Bacaan yang Diberikan →

────────────────────────────────────────

Seribu tahun silam, pantai Jakarta mungkin ada di sekitar Balaikota DKI di Selatan Tugu Monas. Di sepanjang pantai tumbuh mangrove tebal.

Koridor.co.id

Jakarta yang kian ambles
Ilustrasi kota Jakarta. (Foto: Syaibatulhamdi/Pixabay)

Melalui Kali Ciliwung, Kali Angke, Kali Grogol, Krukut, Cideng, Cipinang dan lain-lain, ribuan ton lumpur dihanyutkan ke muara. Meski hutan tropis basah  kelas primer masih bertengger di pedalaman, namun curah hujan tinggi tetap mengakibatkan erosi. Di musim hujan, air kali di Jakarta itu coklat berlumpur.

Mangrove adalah vegetasi yang pintar menahan lumpur. Maka, pantai mangrove berawa itu lama-lama memadat. Mangrove tak hanya menahan lumpur dari daratan, ia juga menangkap lumpur yang terbawa deburan ombak laut.
Pantai Jakarta pun seinci demi seinci maju ke arah laut. Daratan baru terbentuk sebagai akibat sedimentasi. Tanahnya disebut aluvial.

Dengan mangrove yang tebal, laju sedimentasi itu bisa mencapai 7 mm per tahun (Murdiyarso, 2019). Ketika daratan terbentuk, mangrove bergeser ke arah laut. Mereka tak suka tumbuh di daratan kering, karena akarnya menyukai lumpur, dan sebagian besar mangrove bernafas dengan akarnya. Daratan aluvial ini muncul hampir di sepanjang Pantura Jawa.

Ketika VOC datang ke Jakarta pada 1610, kemudian merebutnya dari Pangeran  Jayakarta di 1619, ia membangun Loji di Kampung Tongkol, Muara Ciliwung, Pelabuhan Sunda Kelapa. Garis  pantai ada di sana. Seratus tahun kemudian Kali Ciliwung, mulai dari ruas Masjid Istiqlal melalui Jalan Gunung Sahari ke arah Ancol.

Batavia pun tumbuh dan kini menjadi Jakarta, yang bertumpu pada tanah aluvial yang lunak, lembek, rapuh.
Kini tanah-tanah aluvial itu ambles. Di beberapa titik di Jakarta Utara, subsidensi (keamblesan) tanah terjadi dengan kecepatan 6-7 cm. Hal serupa juga terjadi di Cirebon, Pekalongan hingga Demak. Di Semarang malah ada area yang amblesnya 10 cm per tahun.

Ada tiga alasan terjadinya subsidensi tanah aluvial itu. Pertama, pengambilan air tanah yang berlebihan. Kedua, beban struktur bangunan yang ada di atasnya. Ketiga, adanya proses alam pemadatan struktur tanah alias konsolidasi tanah (ada yang menyebut kompaksi).

────────────────────────────────────────

Petunjuk Pengerjaan →
Teruskan bacaan tentang amblesnya tanah aluvial Jakarta di atas, dimulai sesudah kalimat terakhirnya. Materi yang menyertai bacaan ini tidak diperlukan.

Data yang Tersedia →
────────────────────────────────────────

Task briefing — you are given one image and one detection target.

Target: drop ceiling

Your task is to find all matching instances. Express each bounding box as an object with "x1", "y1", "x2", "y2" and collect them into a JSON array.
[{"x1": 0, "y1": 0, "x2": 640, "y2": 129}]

────────────────────────────────────────

Hasil Latihan →
Faktor konsolidasi atau kompaksi  tanah  juga tak bisa diremehkan. Di Pekalongan Barat, yang tak ada isu penyedotan air tanah dan tak asa beban struktur bangunan, penurunan tanah bisa terjadi dengan kecepatan 7 cm per tahun. Lebih tinggi dibanding subsidensi di tengah kota Pekalongan, yang hanya 5 cm, meski di situ ada masalah penyedotan air tanah dan beban bangunan (Susilowati, 2021, Pusat Air Tanah dan Geologi Tata Lingkungan).

Jakarta, juga Pekalongan dan Semarang, akan tenggelam, cepat atau lambat. Banjir air rob yang kian ekstrem akan lebih sering terjadi. Sementara air laut akan naik rata-rata 3 mm per tahun akibat efek perubahan iklim (climate change).

Membangun benteng mangrove kembali? Terlambat. Mangrove hanya bisa membangun tanggul 7 mm per tahun. Defisitnya terlanjur besar.

Rekayasa teknis untuk selamatkan Jakarta tentu ada. Giant Sea Wall, yang desainnya ada di Badan Perencanaan Pembangunan Nasional (Bappenas), boleh jadi pilihan yang masuk akal. Ini model bendungan Afsluidijk di Belanda.

Mahal? Sudah pasti. Skema pulau-pulau reklamasi yang dikaitkan dengan tembok laut raksasa di Teluk Jakarta kandas karena soal politik. Ironisnya, pulau reklamasi tetap muncul juga, dan tak ada hubungannya dengan penyelamatan Jakarta.

Maka, sampai hari ini tak ada rencana mitigasi yang memadai untuk menghadapi bencana subsidensi tanah dan banjir reguler di Jakarta.

Dirgahayu 495 tahun Jakarta.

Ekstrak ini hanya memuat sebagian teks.